Work to do —
Select each line of the data below that contains the word "edges" and copy those lines.

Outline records

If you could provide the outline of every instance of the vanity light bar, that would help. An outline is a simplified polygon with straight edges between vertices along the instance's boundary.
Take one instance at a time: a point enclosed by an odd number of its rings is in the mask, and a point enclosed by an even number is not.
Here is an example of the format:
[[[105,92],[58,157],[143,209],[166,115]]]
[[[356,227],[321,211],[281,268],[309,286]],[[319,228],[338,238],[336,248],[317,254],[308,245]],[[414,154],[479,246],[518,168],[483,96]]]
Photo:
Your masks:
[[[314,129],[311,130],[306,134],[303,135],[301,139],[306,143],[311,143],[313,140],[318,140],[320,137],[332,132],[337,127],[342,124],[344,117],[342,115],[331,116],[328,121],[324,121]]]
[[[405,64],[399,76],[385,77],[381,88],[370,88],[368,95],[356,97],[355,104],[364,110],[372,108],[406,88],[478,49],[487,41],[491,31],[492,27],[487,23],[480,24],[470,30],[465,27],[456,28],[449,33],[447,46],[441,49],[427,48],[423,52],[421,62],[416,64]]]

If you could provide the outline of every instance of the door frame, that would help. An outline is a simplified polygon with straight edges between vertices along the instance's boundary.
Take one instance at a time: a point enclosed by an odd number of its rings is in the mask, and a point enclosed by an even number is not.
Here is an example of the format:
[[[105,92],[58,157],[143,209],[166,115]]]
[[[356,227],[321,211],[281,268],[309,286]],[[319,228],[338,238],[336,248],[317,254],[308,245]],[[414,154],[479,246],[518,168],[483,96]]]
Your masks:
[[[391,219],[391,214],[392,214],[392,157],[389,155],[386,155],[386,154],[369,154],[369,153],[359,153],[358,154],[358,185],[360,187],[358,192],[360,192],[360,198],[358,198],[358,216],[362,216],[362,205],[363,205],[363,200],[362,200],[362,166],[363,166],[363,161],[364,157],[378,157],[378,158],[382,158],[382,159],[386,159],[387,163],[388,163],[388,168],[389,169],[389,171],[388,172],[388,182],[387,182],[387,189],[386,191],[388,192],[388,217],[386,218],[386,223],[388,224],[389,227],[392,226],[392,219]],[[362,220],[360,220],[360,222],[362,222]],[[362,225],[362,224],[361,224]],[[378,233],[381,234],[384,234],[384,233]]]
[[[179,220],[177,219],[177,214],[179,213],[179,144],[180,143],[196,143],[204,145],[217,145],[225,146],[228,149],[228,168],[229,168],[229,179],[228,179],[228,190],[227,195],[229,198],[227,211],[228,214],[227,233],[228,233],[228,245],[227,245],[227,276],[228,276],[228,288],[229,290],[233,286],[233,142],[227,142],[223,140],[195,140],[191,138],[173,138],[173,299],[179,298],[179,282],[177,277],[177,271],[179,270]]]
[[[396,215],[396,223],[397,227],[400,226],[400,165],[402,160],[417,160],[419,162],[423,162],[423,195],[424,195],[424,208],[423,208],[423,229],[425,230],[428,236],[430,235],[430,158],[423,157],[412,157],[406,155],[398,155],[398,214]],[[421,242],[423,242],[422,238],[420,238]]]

Exercise solution —
If you could provide the outline of every instance of the vanity light bar, that would help. An outline is a simplified polygon with straight edges between vertices along the instance's boundary.
If you could provide the outline of every instance of the door frame, that would help. An outline is a simplified polygon with straight edges between vertices along the instance's boundary.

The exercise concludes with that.